Short problem:
Write out the data below without changes, starting at the line that contains "[locate] potted plant" and continuing through the last line of the data.

[Point annotation data]
******
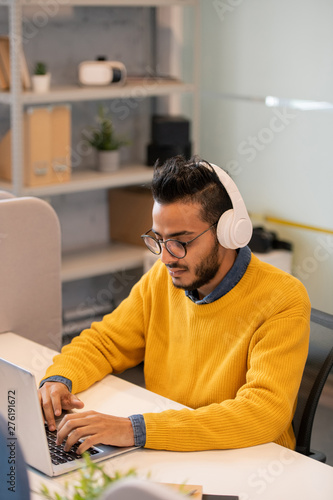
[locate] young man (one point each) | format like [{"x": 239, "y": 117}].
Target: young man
[{"x": 219, "y": 331}]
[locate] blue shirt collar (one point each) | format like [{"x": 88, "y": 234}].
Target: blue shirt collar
[{"x": 230, "y": 280}]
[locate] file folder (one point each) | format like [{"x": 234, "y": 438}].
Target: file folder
[
  {"x": 61, "y": 143},
  {"x": 47, "y": 147}
]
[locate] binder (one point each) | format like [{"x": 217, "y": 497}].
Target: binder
[
  {"x": 47, "y": 146},
  {"x": 37, "y": 146},
  {"x": 3, "y": 81},
  {"x": 5, "y": 59},
  {"x": 5, "y": 157},
  {"x": 61, "y": 143}
]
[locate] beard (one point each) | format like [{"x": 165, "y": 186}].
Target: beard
[{"x": 205, "y": 271}]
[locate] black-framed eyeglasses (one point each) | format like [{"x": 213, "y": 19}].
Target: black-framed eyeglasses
[{"x": 176, "y": 248}]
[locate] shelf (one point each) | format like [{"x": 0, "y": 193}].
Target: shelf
[
  {"x": 90, "y": 180},
  {"x": 108, "y": 3},
  {"x": 102, "y": 260},
  {"x": 135, "y": 88}
]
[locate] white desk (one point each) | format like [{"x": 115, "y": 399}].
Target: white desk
[{"x": 267, "y": 472}]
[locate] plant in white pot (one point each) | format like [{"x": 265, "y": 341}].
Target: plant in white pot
[
  {"x": 41, "y": 78},
  {"x": 106, "y": 142}
]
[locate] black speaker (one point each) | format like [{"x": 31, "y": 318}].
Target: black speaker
[{"x": 170, "y": 130}]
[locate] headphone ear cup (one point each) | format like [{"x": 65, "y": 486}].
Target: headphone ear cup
[{"x": 224, "y": 228}]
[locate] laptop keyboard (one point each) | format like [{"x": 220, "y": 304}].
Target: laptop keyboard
[{"x": 57, "y": 452}]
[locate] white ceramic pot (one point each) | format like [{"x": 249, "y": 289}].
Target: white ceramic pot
[
  {"x": 108, "y": 161},
  {"x": 41, "y": 83}
]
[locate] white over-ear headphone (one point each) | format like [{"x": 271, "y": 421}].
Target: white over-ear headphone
[{"x": 234, "y": 228}]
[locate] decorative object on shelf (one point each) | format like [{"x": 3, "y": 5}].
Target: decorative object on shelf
[
  {"x": 41, "y": 79},
  {"x": 5, "y": 71},
  {"x": 104, "y": 139},
  {"x": 102, "y": 72}
]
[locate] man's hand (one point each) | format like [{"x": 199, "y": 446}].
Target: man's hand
[
  {"x": 55, "y": 397},
  {"x": 96, "y": 428}
]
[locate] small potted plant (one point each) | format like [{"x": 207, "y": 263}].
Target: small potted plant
[
  {"x": 41, "y": 78},
  {"x": 103, "y": 138}
]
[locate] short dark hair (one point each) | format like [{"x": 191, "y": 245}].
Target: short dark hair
[{"x": 191, "y": 181}]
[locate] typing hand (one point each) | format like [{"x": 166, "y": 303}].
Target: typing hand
[
  {"x": 96, "y": 428},
  {"x": 55, "y": 397}
]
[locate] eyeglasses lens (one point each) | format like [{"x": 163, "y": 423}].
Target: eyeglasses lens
[
  {"x": 175, "y": 248},
  {"x": 152, "y": 245}
]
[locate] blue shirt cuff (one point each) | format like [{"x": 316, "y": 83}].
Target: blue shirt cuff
[
  {"x": 58, "y": 378},
  {"x": 139, "y": 429}
]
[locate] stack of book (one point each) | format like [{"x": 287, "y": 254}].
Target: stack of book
[
  {"x": 5, "y": 74},
  {"x": 47, "y": 146}
]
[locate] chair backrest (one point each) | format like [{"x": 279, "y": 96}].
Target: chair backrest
[
  {"x": 13, "y": 470},
  {"x": 137, "y": 489},
  {"x": 30, "y": 260},
  {"x": 317, "y": 369}
]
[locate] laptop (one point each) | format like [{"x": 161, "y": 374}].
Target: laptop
[{"x": 20, "y": 407}]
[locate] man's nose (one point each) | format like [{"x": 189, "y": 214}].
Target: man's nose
[{"x": 166, "y": 257}]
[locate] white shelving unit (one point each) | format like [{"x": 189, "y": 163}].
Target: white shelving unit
[{"x": 113, "y": 257}]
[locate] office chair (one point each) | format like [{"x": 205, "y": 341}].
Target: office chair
[
  {"x": 129, "y": 489},
  {"x": 317, "y": 369},
  {"x": 30, "y": 256}
]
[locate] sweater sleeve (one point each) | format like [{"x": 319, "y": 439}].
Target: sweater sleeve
[
  {"x": 109, "y": 346},
  {"x": 263, "y": 408}
]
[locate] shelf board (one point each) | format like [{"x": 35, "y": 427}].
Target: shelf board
[
  {"x": 103, "y": 260},
  {"x": 90, "y": 180},
  {"x": 116, "y": 3},
  {"x": 134, "y": 88}
]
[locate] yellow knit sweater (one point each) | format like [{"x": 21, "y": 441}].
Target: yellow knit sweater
[{"x": 237, "y": 362}]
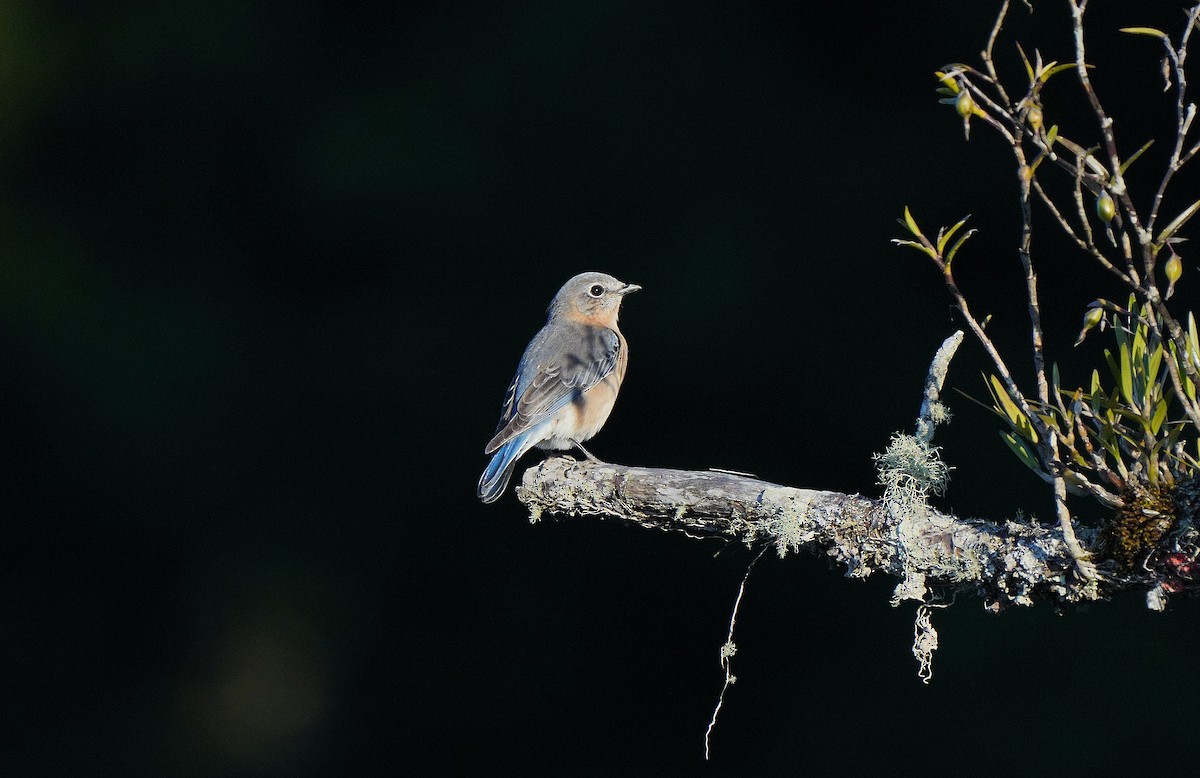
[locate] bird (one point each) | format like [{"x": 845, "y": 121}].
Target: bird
[{"x": 567, "y": 379}]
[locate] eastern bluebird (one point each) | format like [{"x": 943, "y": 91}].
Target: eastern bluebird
[{"x": 567, "y": 381}]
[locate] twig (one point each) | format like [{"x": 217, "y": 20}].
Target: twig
[{"x": 727, "y": 652}]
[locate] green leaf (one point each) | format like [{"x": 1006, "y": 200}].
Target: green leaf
[
  {"x": 1023, "y": 452},
  {"x": 942, "y": 239},
  {"x": 913, "y": 244},
  {"x": 1054, "y": 70},
  {"x": 1029, "y": 69},
  {"x": 1019, "y": 422},
  {"x": 955, "y": 247},
  {"x": 1150, "y": 31},
  {"x": 911, "y": 222},
  {"x": 1156, "y": 422},
  {"x": 1179, "y": 221}
]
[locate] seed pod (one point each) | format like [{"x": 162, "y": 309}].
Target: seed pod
[
  {"x": 1174, "y": 269},
  {"x": 964, "y": 105},
  {"x": 1035, "y": 118}
]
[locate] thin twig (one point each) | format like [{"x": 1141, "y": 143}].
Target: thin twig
[{"x": 727, "y": 652}]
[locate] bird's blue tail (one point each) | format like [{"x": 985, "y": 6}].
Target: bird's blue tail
[{"x": 498, "y": 472}]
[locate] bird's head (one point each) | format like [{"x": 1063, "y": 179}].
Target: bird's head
[{"x": 592, "y": 297}]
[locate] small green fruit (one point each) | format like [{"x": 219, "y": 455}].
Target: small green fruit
[
  {"x": 964, "y": 105},
  {"x": 1174, "y": 269}
]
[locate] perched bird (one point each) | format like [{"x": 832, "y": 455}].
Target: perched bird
[{"x": 567, "y": 381}]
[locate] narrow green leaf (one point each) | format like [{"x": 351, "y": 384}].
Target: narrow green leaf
[
  {"x": 1054, "y": 70},
  {"x": 1156, "y": 422},
  {"x": 1153, "y": 364},
  {"x": 1126, "y": 373},
  {"x": 1179, "y": 221},
  {"x": 946, "y": 237},
  {"x": 958, "y": 245},
  {"x": 1029, "y": 69},
  {"x": 1018, "y": 420},
  {"x": 1023, "y": 452},
  {"x": 1150, "y": 31},
  {"x": 913, "y": 244},
  {"x": 911, "y": 222}
]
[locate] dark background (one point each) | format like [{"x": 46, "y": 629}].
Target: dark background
[{"x": 265, "y": 274}]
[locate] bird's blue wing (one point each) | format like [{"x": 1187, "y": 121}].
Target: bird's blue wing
[{"x": 562, "y": 361}]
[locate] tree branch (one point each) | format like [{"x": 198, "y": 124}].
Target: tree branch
[{"x": 1007, "y": 563}]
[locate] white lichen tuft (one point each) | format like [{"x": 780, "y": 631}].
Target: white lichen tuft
[
  {"x": 939, "y": 413},
  {"x": 909, "y": 471},
  {"x": 924, "y": 642}
]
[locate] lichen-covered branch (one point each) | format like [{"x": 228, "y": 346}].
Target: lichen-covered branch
[{"x": 1005, "y": 562}]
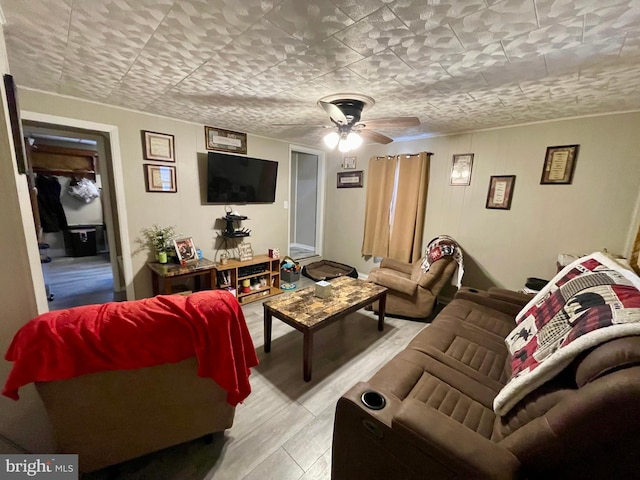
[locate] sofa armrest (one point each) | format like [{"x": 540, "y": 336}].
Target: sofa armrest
[
  {"x": 510, "y": 296},
  {"x": 483, "y": 298},
  {"x": 394, "y": 282},
  {"x": 454, "y": 443},
  {"x": 396, "y": 265}
]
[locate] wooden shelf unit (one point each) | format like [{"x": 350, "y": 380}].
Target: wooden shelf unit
[{"x": 271, "y": 271}]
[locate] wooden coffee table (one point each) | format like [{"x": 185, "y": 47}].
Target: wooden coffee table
[{"x": 307, "y": 313}]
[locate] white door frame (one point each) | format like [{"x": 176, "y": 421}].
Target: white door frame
[
  {"x": 118, "y": 181},
  {"x": 320, "y": 188}
]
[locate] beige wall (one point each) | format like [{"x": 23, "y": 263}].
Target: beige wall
[
  {"x": 505, "y": 247},
  {"x": 184, "y": 209}
]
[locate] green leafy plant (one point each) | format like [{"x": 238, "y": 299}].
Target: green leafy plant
[{"x": 158, "y": 239}]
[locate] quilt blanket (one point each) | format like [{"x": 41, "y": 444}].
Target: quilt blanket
[
  {"x": 444, "y": 246},
  {"x": 591, "y": 301}
]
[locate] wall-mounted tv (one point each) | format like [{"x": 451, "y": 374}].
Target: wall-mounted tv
[{"x": 235, "y": 179}]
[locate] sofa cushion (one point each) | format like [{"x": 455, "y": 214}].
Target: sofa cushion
[
  {"x": 485, "y": 318},
  {"x": 614, "y": 355},
  {"x": 479, "y": 354}
]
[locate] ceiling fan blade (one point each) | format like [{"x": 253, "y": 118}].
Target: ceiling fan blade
[
  {"x": 318, "y": 125},
  {"x": 375, "y": 136},
  {"x": 390, "y": 122},
  {"x": 334, "y": 112}
]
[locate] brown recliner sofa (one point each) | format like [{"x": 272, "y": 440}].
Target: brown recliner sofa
[
  {"x": 412, "y": 292},
  {"x": 428, "y": 413}
]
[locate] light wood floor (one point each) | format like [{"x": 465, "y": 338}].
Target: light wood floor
[
  {"x": 283, "y": 430},
  {"x": 75, "y": 281}
]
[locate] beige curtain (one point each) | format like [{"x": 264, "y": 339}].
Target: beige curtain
[
  {"x": 380, "y": 181},
  {"x": 635, "y": 253},
  {"x": 405, "y": 242}
]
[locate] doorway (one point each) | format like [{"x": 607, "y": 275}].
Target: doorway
[
  {"x": 307, "y": 187},
  {"x": 79, "y": 259}
]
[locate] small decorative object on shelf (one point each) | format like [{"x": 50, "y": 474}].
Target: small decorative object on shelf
[
  {"x": 289, "y": 270},
  {"x": 322, "y": 289},
  {"x": 246, "y": 252},
  {"x": 186, "y": 250},
  {"x": 158, "y": 240},
  {"x": 230, "y": 230}
]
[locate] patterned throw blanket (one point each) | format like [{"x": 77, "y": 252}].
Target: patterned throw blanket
[
  {"x": 444, "y": 246},
  {"x": 591, "y": 301}
]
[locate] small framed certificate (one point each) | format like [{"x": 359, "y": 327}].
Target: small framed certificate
[
  {"x": 461, "y": 169},
  {"x": 160, "y": 178},
  {"x": 500, "y": 192},
  {"x": 559, "y": 165},
  {"x": 350, "y": 179},
  {"x": 158, "y": 146}
]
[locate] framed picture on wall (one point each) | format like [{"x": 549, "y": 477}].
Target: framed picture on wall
[
  {"x": 158, "y": 146},
  {"x": 160, "y": 178},
  {"x": 350, "y": 179},
  {"x": 349, "y": 162},
  {"x": 559, "y": 164},
  {"x": 500, "y": 192},
  {"x": 461, "y": 169}
]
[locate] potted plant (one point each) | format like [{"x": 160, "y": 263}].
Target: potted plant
[{"x": 158, "y": 240}]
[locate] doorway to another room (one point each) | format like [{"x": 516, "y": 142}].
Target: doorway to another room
[
  {"x": 305, "y": 232},
  {"x": 77, "y": 237}
]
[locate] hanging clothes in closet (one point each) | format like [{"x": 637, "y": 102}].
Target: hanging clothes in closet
[{"x": 52, "y": 217}]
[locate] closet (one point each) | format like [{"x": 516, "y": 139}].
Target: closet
[{"x": 69, "y": 218}]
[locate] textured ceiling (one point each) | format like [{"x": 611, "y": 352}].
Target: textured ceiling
[{"x": 246, "y": 65}]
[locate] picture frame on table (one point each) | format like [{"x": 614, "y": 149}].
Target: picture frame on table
[
  {"x": 559, "y": 165},
  {"x": 225, "y": 140},
  {"x": 158, "y": 147},
  {"x": 245, "y": 252},
  {"x": 461, "y": 168},
  {"x": 500, "y": 192},
  {"x": 185, "y": 250},
  {"x": 350, "y": 179},
  {"x": 160, "y": 178}
]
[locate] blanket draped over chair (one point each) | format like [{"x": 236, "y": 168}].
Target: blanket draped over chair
[
  {"x": 442, "y": 246},
  {"x": 591, "y": 301},
  {"x": 137, "y": 334}
]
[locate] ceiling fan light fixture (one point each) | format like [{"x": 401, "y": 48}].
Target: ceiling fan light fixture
[
  {"x": 331, "y": 139},
  {"x": 354, "y": 140},
  {"x": 343, "y": 145}
]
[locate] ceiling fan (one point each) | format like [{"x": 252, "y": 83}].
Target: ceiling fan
[{"x": 345, "y": 111}]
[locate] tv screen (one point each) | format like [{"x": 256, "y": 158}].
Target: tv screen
[{"x": 235, "y": 179}]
******
Full response:
[locate] potted plant (one point each) | format like [{"x": 160, "y": 263}].
Target: potted plant
[{"x": 158, "y": 240}]
[locate] doorway to another room (one point each) | format like [{"x": 516, "y": 142}].
Target: doorway to another room
[
  {"x": 305, "y": 232},
  {"x": 77, "y": 237}
]
[locate] hanging clothes in closet (one point each) | format like [{"x": 637, "y": 102}].
Target: hanging clothes in closet
[{"x": 52, "y": 217}]
[locate] closet (one point each) | format like [{"x": 516, "y": 139}].
Target: closet
[{"x": 69, "y": 218}]
[locate] textured ceiling (one point each) | format like [{"x": 611, "y": 352}].
Target: textured ceiling
[{"x": 246, "y": 65}]
[locate] picture frame on table (one point each) | format like [{"x": 614, "y": 149}].
Target: picture frame on table
[
  {"x": 559, "y": 165},
  {"x": 225, "y": 140},
  {"x": 158, "y": 147},
  {"x": 245, "y": 252},
  {"x": 461, "y": 168},
  {"x": 500, "y": 192},
  {"x": 185, "y": 250},
  {"x": 350, "y": 179},
  {"x": 160, "y": 178}
]
[locate] blanket draped over chair (one point each) | format like [{"x": 236, "y": 168}].
Target: blanket draped over chair
[
  {"x": 442, "y": 246},
  {"x": 591, "y": 301},
  {"x": 137, "y": 334}
]
[locate] ceiling fan light fixture (one point each) | format like [{"x": 401, "y": 48}].
Target: ceiling fan light fixture
[
  {"x": 331, "y": 139},
  {"x": 354, "y": 140},
  {"x": 343, "y": 145}
]
[locate] ceiling fan (one point each) | format like [{"x": 252, "y": 83}].
Target: ceiling fan
[{"x": 345, "y": 111}]
[locate] tv screen (one point each) | format like [{"x": 256, "y": 158}].
Target: tv screen
[{"x": 235, "y": 179}]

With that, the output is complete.